Render the lines of the listing below as a Markdown table with the columns Row and Line, starting with the line containing "Task: find each instance of the gravel" and continuing through the final line of the listing. Number the rows in order and omit any blank lines.

(Stored entries)

┏━━

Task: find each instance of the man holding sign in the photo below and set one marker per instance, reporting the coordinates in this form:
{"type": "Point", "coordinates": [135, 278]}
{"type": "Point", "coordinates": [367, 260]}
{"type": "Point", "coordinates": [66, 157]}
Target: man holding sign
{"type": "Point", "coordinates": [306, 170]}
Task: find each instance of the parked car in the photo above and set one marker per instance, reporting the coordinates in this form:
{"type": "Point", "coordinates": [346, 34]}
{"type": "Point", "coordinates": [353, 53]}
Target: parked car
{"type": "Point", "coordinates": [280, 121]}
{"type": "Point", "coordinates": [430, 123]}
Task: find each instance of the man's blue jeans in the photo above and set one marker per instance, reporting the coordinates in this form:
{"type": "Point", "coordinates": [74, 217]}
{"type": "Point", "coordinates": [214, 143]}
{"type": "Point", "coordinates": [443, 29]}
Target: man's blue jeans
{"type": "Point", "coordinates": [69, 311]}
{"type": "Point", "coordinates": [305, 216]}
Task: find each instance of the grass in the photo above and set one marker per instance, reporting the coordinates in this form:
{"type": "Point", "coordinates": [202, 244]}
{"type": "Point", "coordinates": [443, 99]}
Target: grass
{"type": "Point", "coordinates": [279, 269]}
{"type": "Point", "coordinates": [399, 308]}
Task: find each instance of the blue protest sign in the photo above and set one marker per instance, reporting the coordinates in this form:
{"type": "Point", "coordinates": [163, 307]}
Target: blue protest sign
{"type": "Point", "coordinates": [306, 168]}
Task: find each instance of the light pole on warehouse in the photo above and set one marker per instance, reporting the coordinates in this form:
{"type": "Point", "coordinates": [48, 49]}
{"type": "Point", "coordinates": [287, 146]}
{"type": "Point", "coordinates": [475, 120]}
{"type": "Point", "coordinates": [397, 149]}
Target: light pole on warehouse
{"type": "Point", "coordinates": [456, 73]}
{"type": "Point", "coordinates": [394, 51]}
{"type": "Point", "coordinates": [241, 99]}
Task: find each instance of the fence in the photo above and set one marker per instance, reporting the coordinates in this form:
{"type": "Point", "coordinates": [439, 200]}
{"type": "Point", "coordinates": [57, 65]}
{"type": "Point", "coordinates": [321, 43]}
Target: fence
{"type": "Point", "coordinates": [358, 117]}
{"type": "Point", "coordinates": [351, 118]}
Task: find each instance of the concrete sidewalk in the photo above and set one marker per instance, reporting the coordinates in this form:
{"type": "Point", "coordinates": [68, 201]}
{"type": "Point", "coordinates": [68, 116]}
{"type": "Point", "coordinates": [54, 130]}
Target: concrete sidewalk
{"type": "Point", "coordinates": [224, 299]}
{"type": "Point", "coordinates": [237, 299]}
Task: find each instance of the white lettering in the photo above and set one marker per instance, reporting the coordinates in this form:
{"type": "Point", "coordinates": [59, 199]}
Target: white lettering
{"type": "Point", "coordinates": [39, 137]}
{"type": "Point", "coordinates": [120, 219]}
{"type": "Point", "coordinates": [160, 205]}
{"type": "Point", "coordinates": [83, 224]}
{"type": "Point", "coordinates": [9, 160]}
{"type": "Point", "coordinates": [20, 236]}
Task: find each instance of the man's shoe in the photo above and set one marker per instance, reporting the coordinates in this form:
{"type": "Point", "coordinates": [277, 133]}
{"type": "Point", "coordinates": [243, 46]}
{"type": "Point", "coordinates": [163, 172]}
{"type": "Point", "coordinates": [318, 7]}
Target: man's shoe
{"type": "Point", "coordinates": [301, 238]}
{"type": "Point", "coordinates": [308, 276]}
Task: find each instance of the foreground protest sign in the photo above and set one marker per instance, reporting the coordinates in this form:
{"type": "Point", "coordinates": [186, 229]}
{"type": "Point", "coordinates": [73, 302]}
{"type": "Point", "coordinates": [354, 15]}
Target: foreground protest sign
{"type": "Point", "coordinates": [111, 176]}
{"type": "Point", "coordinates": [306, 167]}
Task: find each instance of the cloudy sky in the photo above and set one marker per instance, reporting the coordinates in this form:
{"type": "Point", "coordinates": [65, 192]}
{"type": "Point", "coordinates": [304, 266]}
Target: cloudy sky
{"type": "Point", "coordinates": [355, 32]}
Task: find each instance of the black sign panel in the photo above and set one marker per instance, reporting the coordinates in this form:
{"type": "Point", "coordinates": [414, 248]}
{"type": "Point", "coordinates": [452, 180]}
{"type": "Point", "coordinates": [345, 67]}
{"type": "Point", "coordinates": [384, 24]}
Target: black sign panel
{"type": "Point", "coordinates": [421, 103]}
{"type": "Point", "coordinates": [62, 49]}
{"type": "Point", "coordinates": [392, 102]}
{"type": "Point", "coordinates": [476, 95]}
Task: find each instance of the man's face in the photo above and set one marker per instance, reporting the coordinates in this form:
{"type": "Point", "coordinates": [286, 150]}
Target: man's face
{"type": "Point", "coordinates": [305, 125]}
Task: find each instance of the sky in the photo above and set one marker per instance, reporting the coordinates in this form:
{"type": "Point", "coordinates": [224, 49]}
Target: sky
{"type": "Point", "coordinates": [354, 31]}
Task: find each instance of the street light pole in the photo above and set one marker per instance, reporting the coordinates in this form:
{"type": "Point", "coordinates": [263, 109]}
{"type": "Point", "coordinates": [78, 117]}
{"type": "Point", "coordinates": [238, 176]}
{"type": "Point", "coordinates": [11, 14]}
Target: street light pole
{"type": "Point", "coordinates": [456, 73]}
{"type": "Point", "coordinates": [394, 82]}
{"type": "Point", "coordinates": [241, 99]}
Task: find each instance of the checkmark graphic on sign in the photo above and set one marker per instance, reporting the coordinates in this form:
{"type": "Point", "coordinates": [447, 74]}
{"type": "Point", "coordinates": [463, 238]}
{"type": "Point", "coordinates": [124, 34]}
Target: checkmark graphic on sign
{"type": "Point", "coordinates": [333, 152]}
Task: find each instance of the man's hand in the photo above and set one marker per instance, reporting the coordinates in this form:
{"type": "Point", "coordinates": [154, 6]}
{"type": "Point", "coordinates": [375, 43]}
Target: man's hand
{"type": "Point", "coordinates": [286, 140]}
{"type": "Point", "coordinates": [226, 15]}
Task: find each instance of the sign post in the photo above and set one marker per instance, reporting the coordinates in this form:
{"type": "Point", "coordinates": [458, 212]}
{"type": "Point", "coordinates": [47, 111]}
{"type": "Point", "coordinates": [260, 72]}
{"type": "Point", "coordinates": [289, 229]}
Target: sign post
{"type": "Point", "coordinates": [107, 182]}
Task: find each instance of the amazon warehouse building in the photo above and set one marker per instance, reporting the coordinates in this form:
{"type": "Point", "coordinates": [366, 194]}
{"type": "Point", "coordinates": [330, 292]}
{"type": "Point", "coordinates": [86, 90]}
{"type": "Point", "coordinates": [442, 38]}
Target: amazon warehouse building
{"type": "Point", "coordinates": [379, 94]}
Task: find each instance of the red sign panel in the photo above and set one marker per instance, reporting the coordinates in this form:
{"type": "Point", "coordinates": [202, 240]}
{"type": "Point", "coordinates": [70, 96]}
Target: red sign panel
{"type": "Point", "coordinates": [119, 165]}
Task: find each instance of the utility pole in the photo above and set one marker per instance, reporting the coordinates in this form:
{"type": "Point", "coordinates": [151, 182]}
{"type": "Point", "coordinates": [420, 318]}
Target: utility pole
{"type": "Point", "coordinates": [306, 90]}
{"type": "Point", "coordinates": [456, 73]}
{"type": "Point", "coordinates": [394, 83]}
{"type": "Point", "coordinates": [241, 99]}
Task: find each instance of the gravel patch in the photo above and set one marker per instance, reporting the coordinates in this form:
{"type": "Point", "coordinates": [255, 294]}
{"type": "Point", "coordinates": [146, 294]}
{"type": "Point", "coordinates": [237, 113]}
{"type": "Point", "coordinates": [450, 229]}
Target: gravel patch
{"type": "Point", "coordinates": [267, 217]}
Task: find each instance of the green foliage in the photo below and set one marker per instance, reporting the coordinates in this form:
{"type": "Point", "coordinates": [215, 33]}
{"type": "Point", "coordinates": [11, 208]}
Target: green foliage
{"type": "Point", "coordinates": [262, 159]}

┗━━

Answer to this exercise
| Row | Line |
|---|---|
| 1 | Task: find each instance of the gravel patch in the photo above and set one marker per instance, reporting the coordinates in this form: |
| 2 | {"type": "Point", "coordinates": [255, 294]} |
| 3 | {"type": "Point", "coordinates": [146, 294]} |
| 4 | {"type": "Point", "coordinates": [237, 113]} |
| 5 | {"type": "Point", "coordinates": [450, 229]} |
| 6 | Target: gravel patch |
| 7 | {"type": "Point", "coordinates": [267, 217]} |
| 8 | Task: find each instance of the green foliage in the photo below and set one marker per instance, reporting the coordinates in this form: |
| 9 | {"type": "Point", "coordinates": [215, 33]} |
| 10 | {"type": "Point", "coordinates": [11, 208]} |
| 11 | Target: green foliage |
| 12 | {"type": "Point", "coordinates": [262, 159]} |